_What you should do_: Omit the pictures from the entries below and retype everything else exactly.
+--
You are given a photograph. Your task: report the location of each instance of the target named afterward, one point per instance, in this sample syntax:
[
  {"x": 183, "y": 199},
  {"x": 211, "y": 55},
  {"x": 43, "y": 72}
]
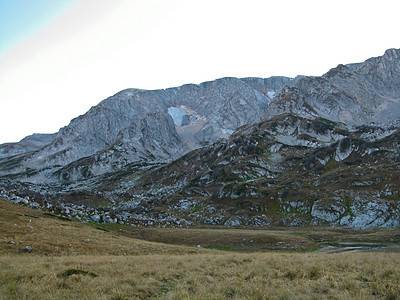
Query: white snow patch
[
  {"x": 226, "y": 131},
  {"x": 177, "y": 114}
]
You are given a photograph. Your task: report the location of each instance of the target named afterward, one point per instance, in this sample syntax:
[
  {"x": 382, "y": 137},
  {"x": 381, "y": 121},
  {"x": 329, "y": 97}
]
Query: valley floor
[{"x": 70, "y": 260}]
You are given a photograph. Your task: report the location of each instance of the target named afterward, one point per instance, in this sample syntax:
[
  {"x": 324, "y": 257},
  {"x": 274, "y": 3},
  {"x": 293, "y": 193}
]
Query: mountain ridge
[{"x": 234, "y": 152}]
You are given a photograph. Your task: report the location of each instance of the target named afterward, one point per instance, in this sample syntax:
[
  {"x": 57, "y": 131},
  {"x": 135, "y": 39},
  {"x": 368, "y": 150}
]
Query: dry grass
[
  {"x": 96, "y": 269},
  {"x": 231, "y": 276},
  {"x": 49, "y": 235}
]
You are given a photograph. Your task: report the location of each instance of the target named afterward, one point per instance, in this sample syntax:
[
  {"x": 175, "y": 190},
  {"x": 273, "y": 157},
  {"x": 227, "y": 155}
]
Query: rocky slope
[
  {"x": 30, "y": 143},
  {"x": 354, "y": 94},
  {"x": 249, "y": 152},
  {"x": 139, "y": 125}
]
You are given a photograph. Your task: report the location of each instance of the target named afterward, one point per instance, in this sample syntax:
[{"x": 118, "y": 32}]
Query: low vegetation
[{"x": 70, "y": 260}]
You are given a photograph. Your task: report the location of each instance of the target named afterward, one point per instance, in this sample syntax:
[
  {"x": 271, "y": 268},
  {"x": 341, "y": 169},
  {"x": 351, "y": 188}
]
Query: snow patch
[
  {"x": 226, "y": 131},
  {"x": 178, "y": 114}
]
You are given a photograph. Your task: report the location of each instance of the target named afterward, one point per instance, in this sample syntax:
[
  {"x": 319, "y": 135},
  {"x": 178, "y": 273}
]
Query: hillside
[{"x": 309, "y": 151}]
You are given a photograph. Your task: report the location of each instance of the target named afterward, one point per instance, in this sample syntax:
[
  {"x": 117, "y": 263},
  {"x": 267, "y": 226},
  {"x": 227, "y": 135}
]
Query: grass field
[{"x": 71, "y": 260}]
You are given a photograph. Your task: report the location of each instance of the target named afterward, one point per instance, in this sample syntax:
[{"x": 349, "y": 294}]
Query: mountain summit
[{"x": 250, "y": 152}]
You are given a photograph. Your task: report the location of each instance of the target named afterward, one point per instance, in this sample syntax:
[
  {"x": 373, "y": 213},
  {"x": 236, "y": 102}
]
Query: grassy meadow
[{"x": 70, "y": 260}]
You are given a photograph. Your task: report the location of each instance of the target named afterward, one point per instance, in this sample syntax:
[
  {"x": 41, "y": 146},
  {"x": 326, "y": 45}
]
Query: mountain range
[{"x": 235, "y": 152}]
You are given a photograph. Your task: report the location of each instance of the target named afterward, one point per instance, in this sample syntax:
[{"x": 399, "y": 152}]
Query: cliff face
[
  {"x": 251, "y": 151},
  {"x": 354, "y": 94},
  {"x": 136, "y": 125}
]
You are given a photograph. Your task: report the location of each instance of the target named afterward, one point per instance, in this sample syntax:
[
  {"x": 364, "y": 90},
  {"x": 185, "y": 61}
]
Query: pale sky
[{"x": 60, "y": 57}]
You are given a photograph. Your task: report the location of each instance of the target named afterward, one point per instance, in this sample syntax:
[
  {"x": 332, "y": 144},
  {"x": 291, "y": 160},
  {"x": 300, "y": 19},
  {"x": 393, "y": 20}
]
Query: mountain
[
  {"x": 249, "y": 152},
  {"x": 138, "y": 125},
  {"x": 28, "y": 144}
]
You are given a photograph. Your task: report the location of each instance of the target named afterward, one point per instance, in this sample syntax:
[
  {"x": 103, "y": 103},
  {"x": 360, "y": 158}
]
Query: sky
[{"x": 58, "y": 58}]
+--
_Task response_:
You are given a photograph. Your task: report the location of each instance of the target named afterward, one point per instance, in this sample syntax:
[
  {"x": 183, "y": 199},
  {"x": 211, "y": 55},
  {"x": 43, "y": 72}
]
Query: white snow patch
[
  {"x": 226, "y": 131},
  {"x": 177, "y": 114}
]
You are given a photograph. Your task: report the location of each instance of the target named afterward, one point per instance, in this sample syntax:
[
  {"x": 382, "y": 137},
  {"x": 381, "y": 121},
  {"x": 329, "y": 97}
]
Query: valley floor
[{"x": 70, "y": 260}]
You are given a photograph. Your task: report the location of each instance of the target named afterward, one point per instance, in this sample syntax:
[
  {"x": 324, "y": 257},
  {"x": 274, "y": 3},
  {"x": 293, "y": 193}
]
Query: mountain ridge
[{"x": 234, "y": 152}]
You are given a photograph. Your task: report the location of each instance of the target named afterward, one point per instance, in this sample syntax:
[
  {"x": 57, "y": 131},
  {"x": 135, "y": 39},
  {"x": 368, "y": 150}
]
Query: dry grass
[
  {"x": 96, "y": 269},
  {"x": 231, "y": 276},
  {"x": 49, "y": 235}
]
You are given a photograph. Your task: report the location of each instance of the target named afterward, one point per instance, in this sample syntax:
[
  {"x": 175, "y": 190},
  {"x": 273, "y": 157},
  {"x": 227, "y": 155}
]
Query: rocky slope
[
  {"x": 30, "y": 143},
  {"x": 354, "y": 94},
  {"x": 249, "y": 152},
  {"x": 139, "y": 125}
]
You are given a photograph. Your task: report the location of each instance of the target named afterward, one point per instance, in this sample syntax:
[{"x": 118, "y": 32}]
Query: low vegetation
[{"x": 70, "y": 260}]
You are given a photograph. Your task: report the location of each instance of the target named afterward, one point per instance, in this sample syntax:
[
  {"x": 271, "y": 268},
  {"x": 341, "y": 169},
  {"x": 351, "y": 188}
]
Query: snow patch
[
  {"x": 226, "y": 131},
  {"x": 178, "y": 114}
]
You are given a photograph. Your task: report the location of each instance of the target named afterward, one point per instance, in this sample syntax:
[
  {"x": 319, "y": 135},
  {"x": 178, "y": 273}
]
Query: hillside
[{"x": 309, "y": 151}]
You are given a photograph. Your task: report the location of each instance of the target named afterward, one point per instance, in this sample syntax:
[
  {"x": 117, "y": 263},
  {"x": 267, "y": 226},
  {"x": 227, "y": 135}
]
Query: grass field
[{"x": 71, "y": 260}]
You are given a photograph. Your task: report the location of each instance of the target named afterward, one point per instance, in this sample syntax:
[{"x": 349, "y": 294}]
Query: mountain summit
[{"x": 250, "y": 152}]
You are given a photograph. Your task: report the location of each instance of the target named afterward, one point per instance, in this sample syntax:
[
  {"x": 373, "y": 213},
  {"x": 236, "y": 102}
]
Query: grassy meadow
[{"x": 70, "y": 260}]
You are given a photograph. Your task: report the location of each instance of the target named afterward, one point per instance, in this sample syntax:
[
  {"x": 41, "y": 146},
  {"x": 326, "y": 45}
]
Query: mountain range
[{"x": 235, "y": 152}]
You are given a photograph. Your task: report the location of each instance of the target named afterward, one point per instance, in this sample syntax:
[{"x": 399, "y": 152}]
Query: cliff face
[
  {"x": 251, "y": 151},
  {"x": 354, "y": 94},
  {"x": 136, "y": 125}
]
You are given a photograph. Your task: report the location of each instance of the target named afterward, one point per instance, in this sample syntax:
[
  {"x": 364, "y": 90},
  {"x": 185, "y": 61}
]
Query: pale sky
[{"x": 60, "y": 57}]
You are given a photograph. Your task: report the location of each instance of the target named afterward, one point per instance, in this sample syntax:
[
  {"x": 332, "y": 144},
  {"x": 291, "y": 160},
  {"x": 300, "y": 19},
  {"x": 393, "y": 20}
]
Query: mountain
[
  {"x": 249, "y": 152},
  {"x": 138, "y": 125},
  {"x": 28, "y": 144}
]
You are given a photograph. Your task: report the location of each instance of the target named afterward, one point per instance, in this sample syntax:
[
  {"x": 103, "y": 103},
  {"x": 360, "y": 158}
]
Query: sky
[{"x": 58, "y": 58}]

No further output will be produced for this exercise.